- **Deine Aufgabe**
Trage bitte die Zeilen der Einträge von der Zeile mit "Find the white pickup" bis einschließlich der Zeile mit "[0,347,463,504]" in eine Markdown-Tabelle ein, mit einer fortlaufenden Nummer in der Spalte "Nummer" und der jeweiligen Zeile in der Spalte "Zeile". Leerzeilen lässt du dabei weg.

- **Bereitgestelltes Material**

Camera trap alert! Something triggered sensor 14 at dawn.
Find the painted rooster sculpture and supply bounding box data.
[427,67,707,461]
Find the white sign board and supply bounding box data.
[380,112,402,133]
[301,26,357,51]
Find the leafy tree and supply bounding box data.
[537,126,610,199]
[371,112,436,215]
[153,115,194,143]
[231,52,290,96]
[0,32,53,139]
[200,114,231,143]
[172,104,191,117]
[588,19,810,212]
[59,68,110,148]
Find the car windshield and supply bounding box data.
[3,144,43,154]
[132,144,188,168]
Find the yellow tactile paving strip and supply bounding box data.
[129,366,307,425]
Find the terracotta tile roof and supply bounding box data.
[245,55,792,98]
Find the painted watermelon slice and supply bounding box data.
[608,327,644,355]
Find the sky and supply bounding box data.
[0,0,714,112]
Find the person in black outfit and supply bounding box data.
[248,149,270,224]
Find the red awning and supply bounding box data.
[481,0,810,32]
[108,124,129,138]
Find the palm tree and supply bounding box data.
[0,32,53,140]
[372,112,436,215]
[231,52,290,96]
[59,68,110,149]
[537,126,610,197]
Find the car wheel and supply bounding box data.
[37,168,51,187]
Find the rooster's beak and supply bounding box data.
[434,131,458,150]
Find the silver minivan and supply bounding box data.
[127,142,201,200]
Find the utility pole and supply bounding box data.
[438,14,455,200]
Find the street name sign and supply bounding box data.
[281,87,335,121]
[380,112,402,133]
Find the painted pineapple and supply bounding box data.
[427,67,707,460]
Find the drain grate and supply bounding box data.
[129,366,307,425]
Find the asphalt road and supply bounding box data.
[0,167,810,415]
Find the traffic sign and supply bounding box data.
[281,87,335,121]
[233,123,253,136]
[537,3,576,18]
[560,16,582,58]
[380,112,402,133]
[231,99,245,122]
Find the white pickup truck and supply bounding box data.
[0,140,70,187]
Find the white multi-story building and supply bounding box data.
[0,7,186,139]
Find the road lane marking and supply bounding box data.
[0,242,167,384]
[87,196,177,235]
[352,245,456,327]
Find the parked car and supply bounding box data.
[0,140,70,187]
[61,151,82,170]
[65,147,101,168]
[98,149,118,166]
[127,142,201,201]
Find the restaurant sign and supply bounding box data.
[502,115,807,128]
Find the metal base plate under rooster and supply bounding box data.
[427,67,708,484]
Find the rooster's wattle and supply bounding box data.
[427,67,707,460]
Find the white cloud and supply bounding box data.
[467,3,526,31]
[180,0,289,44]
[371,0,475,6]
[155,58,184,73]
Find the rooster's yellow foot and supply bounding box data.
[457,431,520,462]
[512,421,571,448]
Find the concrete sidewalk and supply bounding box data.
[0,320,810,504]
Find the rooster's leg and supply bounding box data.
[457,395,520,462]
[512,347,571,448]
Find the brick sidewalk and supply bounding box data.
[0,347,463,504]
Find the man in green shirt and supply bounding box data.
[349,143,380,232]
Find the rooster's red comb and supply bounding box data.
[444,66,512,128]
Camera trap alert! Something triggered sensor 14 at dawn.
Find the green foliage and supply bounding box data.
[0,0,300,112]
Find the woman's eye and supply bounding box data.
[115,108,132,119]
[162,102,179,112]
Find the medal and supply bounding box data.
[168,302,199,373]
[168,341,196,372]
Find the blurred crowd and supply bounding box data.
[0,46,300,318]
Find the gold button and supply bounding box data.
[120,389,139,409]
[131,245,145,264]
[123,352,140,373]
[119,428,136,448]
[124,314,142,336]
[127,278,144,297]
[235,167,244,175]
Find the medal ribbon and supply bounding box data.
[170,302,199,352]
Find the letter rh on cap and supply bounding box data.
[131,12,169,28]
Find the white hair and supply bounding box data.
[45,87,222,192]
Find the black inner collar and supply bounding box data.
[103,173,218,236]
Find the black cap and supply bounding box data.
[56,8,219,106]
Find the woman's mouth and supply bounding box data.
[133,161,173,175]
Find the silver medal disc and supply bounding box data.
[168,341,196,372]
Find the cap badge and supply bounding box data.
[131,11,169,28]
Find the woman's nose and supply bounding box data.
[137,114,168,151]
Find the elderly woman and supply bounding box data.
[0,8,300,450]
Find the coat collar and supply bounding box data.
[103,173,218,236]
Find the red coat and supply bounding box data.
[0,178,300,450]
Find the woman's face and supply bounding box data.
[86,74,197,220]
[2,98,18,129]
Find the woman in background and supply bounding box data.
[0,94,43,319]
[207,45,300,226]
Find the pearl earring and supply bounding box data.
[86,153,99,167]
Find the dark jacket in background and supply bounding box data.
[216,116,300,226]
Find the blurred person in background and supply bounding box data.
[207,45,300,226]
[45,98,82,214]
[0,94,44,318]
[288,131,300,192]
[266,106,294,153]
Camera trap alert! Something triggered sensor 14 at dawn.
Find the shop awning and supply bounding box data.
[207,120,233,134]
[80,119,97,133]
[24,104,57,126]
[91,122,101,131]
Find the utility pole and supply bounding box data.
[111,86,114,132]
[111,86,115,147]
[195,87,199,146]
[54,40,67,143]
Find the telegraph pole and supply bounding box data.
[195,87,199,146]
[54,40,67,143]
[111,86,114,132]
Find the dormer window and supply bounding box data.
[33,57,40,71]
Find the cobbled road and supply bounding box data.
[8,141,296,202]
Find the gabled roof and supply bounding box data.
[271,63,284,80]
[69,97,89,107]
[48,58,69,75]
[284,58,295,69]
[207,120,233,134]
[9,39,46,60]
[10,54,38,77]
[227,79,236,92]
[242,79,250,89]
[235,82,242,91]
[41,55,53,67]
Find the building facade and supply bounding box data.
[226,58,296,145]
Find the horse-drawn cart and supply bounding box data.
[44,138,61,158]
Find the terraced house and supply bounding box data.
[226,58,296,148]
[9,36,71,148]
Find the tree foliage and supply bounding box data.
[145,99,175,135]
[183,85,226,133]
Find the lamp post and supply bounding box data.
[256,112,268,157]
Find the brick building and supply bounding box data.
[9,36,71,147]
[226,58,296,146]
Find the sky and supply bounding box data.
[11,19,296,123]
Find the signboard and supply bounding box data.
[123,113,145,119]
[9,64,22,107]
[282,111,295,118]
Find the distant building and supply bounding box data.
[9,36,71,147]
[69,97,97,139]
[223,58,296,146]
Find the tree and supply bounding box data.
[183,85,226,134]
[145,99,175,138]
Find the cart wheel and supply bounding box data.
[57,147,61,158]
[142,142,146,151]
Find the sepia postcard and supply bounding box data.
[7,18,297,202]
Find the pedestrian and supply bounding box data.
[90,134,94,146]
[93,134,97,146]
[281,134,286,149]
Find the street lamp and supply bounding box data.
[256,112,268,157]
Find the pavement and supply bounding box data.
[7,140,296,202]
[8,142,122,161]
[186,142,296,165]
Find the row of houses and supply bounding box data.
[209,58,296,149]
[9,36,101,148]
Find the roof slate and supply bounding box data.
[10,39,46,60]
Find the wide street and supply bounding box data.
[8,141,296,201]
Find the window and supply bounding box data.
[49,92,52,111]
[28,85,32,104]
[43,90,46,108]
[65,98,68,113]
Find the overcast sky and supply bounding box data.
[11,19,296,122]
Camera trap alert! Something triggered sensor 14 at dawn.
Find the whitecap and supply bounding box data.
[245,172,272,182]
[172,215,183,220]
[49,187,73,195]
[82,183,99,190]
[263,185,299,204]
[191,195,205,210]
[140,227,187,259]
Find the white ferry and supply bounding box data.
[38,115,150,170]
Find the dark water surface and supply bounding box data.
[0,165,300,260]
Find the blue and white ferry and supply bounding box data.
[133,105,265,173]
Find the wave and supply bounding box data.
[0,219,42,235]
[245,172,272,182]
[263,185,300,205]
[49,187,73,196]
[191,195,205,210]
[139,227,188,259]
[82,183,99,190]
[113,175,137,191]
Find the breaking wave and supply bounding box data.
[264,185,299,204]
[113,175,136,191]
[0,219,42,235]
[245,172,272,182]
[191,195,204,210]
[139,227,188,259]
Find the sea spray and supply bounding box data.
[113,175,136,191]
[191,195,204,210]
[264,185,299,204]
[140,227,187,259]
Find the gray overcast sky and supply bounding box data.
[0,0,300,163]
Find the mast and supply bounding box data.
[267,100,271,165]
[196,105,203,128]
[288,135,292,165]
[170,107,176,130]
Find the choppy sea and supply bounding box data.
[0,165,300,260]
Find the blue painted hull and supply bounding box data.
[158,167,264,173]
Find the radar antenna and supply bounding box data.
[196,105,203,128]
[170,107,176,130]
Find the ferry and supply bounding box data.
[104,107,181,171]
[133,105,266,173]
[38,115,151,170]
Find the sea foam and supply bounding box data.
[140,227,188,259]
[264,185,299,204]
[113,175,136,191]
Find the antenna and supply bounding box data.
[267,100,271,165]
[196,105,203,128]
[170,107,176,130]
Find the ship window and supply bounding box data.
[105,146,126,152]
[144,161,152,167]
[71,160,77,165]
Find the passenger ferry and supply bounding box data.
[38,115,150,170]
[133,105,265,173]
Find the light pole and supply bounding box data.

- **Vollständige Ausgabe**
| Nummer | Zeile |
|---|---|
| 1 | Find the white pickup truck and supply bounding box data. |
| 2 | [0,140,70,187] |
| 3 | Find the white multi-story building and supply bounding box data. |
| 4 | [0,7,186,139] |
| 5 | Find the road lane marking and supply bounding box data. |
| 6 | [0,242,167,384] |
| 7 | [87,196,177,235] |
| 8 | [352,245,456,327] |
| 9 | Find the parked car and supply bounding box data. |
| 10 | [0,140,70,187] |
| 11 | [61,151,82,170] |
| 12 | [65,147,101,168] |
| 13 | [98,149,118,166] |
| 14 | [127,142,201,201] |
| 15 | Find the restaurant sign and supply bounding box data. |
| 16 | [502,115,807,128] |
| 17 | Find the metal base plate under rooster and supply bounding box data. |
| 18 | [427,67,708,484] |
| 19 | Find the rooster's wattle and supply bounding box data. |
| 20 | [427,67,707,460] |
| 21 | Find the white cloud and supply bounding box data. |
| 22 | [467,3,526,31] |
| 23 | [180,0,289,44] |
| 24 | [371,0,475,6] |
| 25 | [155,58,184,73] |
| 26 | Find the rooster's yellow foot and supply bounding box data. |
| 27 | [457,431,520,462] |
| 28 | [512,421,571,448] |
| 29 | Find the concrete sidewalk and supply bounding box data. |
| 30 | [0,320,810,504] |
| 31 | Find the rooster's leg and supply bounding box data. |
| 32 | [457,395,520,462] |
| 33 | [512,347,571,448] |
| 34 | Find the brick sidewalk and supply bounding box data. |
| 35 | [0,347,463,504] |